Task objective: From the Airflow database backend guide below, list every database driver that it names.

* BEGIN Text section *

Initializing a Database Backend¶
If you want to take a real test drive of Airflow, you should consider setting up a real database backend and switching to the LocalExecutor.
Airflow was built to interact with its metadata using SqlAlchemy with MySQL, Postgres and SQLite as supported backends (SQLite is used primarily for development purpose).
See also
Scheduler HA Database Requirements if you plan on running more than one scheduler
Note
We rely on more strict ANSI SQL settings for MySQL in order to have
sane defaults. Make sure to have specified explicit_defaults_for_timestamp=1
in your my.cnf under [mysqld]
Note
If you decide to use MySQL, we recommend using the mysqlclient
driver and specifying it in your SqlAlchemy connection string. (I.e.,
mysql+mysqldb://<user>:<password>@<host>[:<port>]/<dbname>
.)
But we also support the mysql-connector-python
driver (I.e.,
mysql+mysqlconnector://<user>:<password>@<host>[:<port>]/<dbname>
.) which lets you connect through SSL
without any cert options provided. However if you want to use other drivers visit the
SqlAlchemy docs for more information regarding download
and setup of the SqlAlchemy connection.
Note
If you decide to use Postgres, we recommend using the psycopg2
driver and specifying it in your SqlAlchemy connection string. (I.e.,
postgresql+psycopg2://<user>:<password>@<host>/<db>
.)
Also note that since SqlAlchemy does not expose a way to target a
specific schema in the Postgres connection URI, you may
want to set a default schema for your role with a
command similar to ALTER ROLE username SET search_path = airflow, foobar;
Setup your database to host Airflow¶
Create a database called airflow
and a database user that Airflow
will use to access this database.
Example, for MySQL:
CREATE DATABASE airflow CHARACTER SET utf8 COLLATE utf8_unicode_ci;
CREATE USER 'airflow' IDENTIFIED BY 'airflow';
GRANT ALL PRIVILEGES ON airflow.* TO 'airflow';
Example, for Postgres:
CREATE DATABASE airflow;
CREATE USER airflow WITH PASSWORD 'airflow';
GRANT ALL PRIVILEGES ON DATABASE airflow TO airflow;
You may need to update your Postgres pg_hba.conf
to add the
airflow
user to the database access control list; and to reload
the database configuration to load your change. See
The pg_hba.conf File
in the Postgres documentation to learn more.
Configure Airflow's database connection string¶
Once you have setup your database to host Airflow, you'll need to alter the
SqlAlchemy connection string located in sql_alchemy_conn
option in [core]
section in your configuration file
$AIRFLOW_HOME/airflow.cfg
.
You can also define connection URI using AIRFLOW__CORE__SQL_ALCHEMY_CONN
environment variable.
Configure a worker that supports parallelism¶
You should then also change the executor
option in the [core]
option to use LocalExecutor
, an executor that can parallelize task instances locally.
Initialize the database¶
# initialize the database
airflow db init

* END Text section *
* BEGIN Data extract *

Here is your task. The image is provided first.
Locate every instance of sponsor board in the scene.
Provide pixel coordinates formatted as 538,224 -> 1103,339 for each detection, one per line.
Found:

* END Data extract *
* BEGIN Data extract *

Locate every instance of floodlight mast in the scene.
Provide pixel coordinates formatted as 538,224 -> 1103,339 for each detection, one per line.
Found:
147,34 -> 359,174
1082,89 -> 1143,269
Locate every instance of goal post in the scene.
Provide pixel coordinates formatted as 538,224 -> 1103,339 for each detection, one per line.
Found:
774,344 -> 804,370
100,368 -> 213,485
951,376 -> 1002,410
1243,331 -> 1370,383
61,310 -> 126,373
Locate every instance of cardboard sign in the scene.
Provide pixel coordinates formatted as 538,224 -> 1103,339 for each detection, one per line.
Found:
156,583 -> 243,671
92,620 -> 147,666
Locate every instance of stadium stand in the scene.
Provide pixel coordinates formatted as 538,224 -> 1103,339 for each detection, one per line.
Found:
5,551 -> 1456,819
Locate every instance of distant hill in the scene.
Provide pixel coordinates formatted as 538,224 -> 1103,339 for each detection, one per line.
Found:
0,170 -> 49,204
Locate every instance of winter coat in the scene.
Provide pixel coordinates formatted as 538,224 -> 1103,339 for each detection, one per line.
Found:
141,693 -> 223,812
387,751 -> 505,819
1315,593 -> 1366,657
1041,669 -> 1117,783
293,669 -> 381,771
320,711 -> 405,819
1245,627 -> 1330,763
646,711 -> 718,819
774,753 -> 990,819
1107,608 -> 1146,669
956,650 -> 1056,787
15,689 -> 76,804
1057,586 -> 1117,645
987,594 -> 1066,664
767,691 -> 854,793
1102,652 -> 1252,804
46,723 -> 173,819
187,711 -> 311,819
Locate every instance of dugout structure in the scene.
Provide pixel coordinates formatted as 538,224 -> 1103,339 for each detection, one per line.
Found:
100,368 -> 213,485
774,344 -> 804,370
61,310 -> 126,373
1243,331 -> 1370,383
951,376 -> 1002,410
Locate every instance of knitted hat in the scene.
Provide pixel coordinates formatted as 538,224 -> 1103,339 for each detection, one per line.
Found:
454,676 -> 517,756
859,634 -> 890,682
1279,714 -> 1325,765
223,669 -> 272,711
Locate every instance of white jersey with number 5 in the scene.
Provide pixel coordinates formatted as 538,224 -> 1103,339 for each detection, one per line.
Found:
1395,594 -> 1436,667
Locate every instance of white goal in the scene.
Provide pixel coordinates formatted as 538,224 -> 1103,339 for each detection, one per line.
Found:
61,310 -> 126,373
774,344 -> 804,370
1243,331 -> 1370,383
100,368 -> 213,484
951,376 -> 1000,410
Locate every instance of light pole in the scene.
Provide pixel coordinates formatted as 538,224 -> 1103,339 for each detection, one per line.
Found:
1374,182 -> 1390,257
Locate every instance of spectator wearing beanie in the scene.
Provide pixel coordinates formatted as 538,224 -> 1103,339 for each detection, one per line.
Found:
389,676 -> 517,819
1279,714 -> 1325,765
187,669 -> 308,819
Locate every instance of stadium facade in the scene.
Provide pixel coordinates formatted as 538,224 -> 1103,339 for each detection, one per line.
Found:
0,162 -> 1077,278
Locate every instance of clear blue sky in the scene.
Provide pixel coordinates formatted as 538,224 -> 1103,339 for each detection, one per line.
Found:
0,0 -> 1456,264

* END Data extract *

Output:
- mysqlclient
- mysql-connector-python
- psycopg2